[Tu tarea] Localiza en el listado de abajo cada línea que contenga la palabra "building" y cópiala, por favor. Distingue entre mayúsculas y minúsculas.

◇ ◇ ◇ ◇

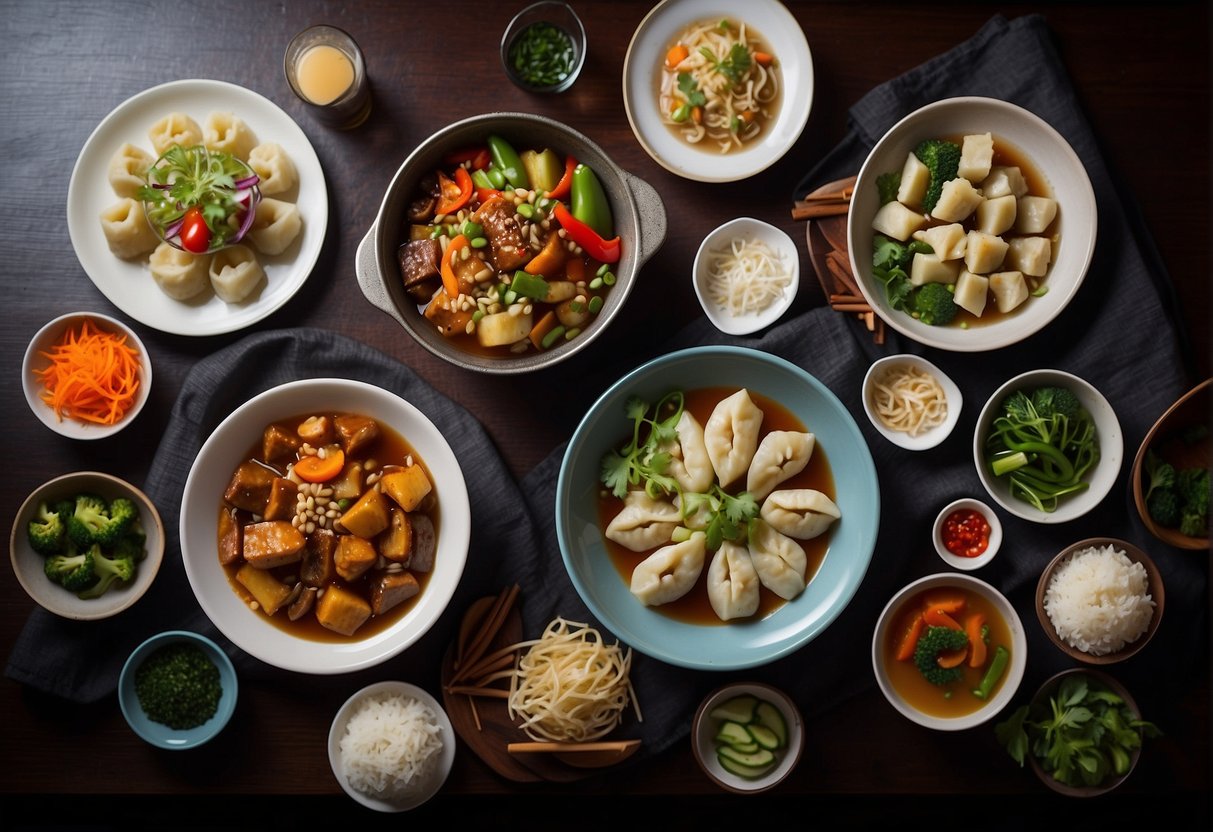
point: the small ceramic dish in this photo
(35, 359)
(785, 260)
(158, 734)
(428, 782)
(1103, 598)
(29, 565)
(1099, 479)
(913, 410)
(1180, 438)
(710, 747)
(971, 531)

◇ ◇ ◇ ◇

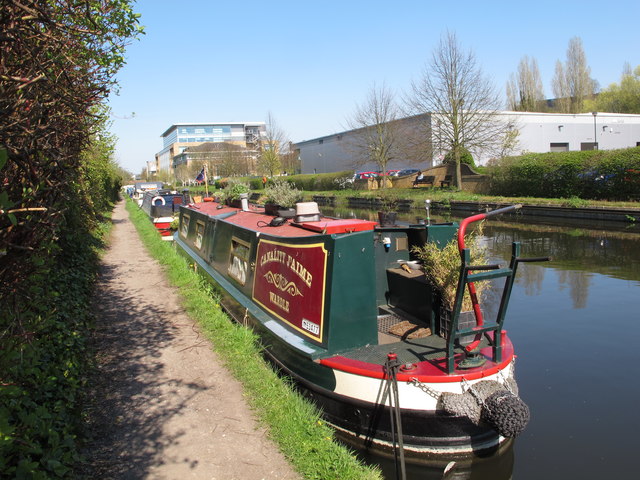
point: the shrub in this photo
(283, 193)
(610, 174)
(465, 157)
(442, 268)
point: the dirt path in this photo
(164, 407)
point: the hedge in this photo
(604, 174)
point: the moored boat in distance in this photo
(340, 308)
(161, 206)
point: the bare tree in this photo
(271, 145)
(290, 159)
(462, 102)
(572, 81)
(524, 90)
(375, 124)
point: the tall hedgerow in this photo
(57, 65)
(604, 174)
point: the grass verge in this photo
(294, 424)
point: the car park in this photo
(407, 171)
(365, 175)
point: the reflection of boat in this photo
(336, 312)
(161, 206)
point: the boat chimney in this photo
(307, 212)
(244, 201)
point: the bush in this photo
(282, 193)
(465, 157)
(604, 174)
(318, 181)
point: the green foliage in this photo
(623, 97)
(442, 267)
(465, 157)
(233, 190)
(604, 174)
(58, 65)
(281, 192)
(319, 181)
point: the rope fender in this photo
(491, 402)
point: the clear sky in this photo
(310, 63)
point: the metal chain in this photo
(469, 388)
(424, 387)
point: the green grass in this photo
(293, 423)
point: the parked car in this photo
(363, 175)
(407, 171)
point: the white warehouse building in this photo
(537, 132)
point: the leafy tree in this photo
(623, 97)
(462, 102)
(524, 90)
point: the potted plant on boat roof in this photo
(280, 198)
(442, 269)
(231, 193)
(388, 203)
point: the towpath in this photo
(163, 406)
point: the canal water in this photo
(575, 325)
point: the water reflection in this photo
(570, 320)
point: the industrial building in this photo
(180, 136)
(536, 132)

◇ ◇ ◇ ◇

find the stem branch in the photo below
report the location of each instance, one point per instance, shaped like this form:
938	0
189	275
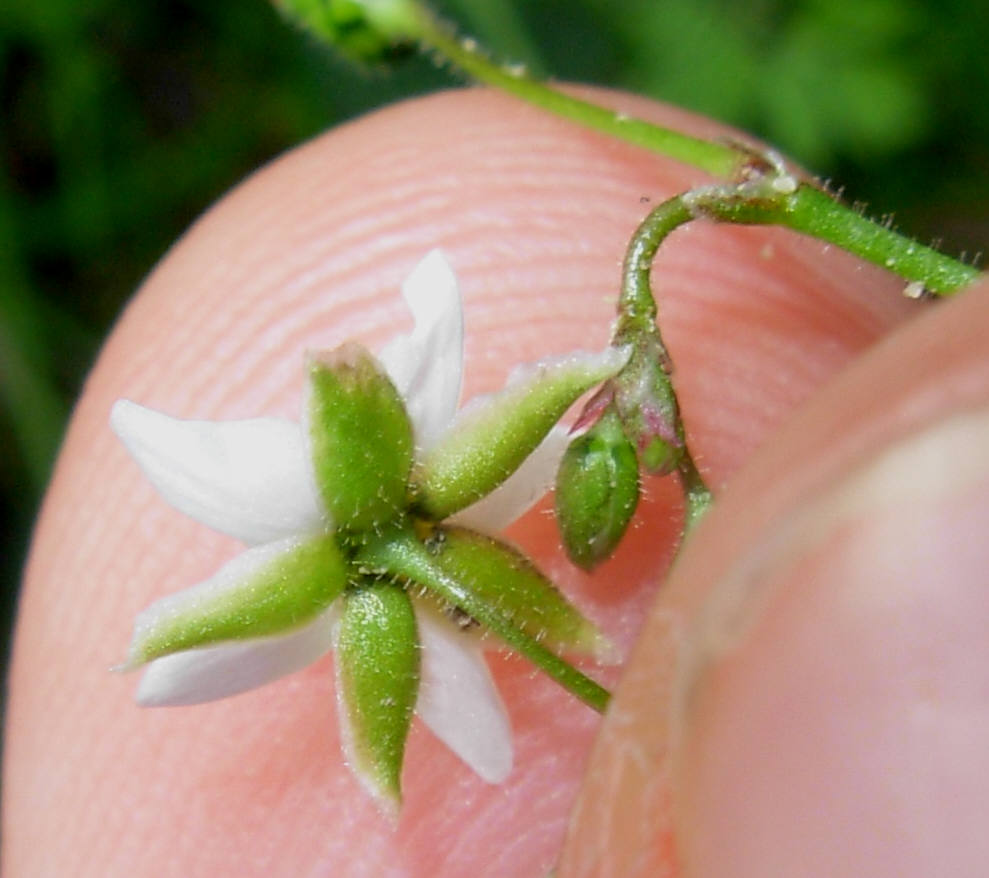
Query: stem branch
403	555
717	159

◇ ◇ ◇ ◇

[Solución del problema]
point: the white warehouse building in this photo
point: the industrial building in this photo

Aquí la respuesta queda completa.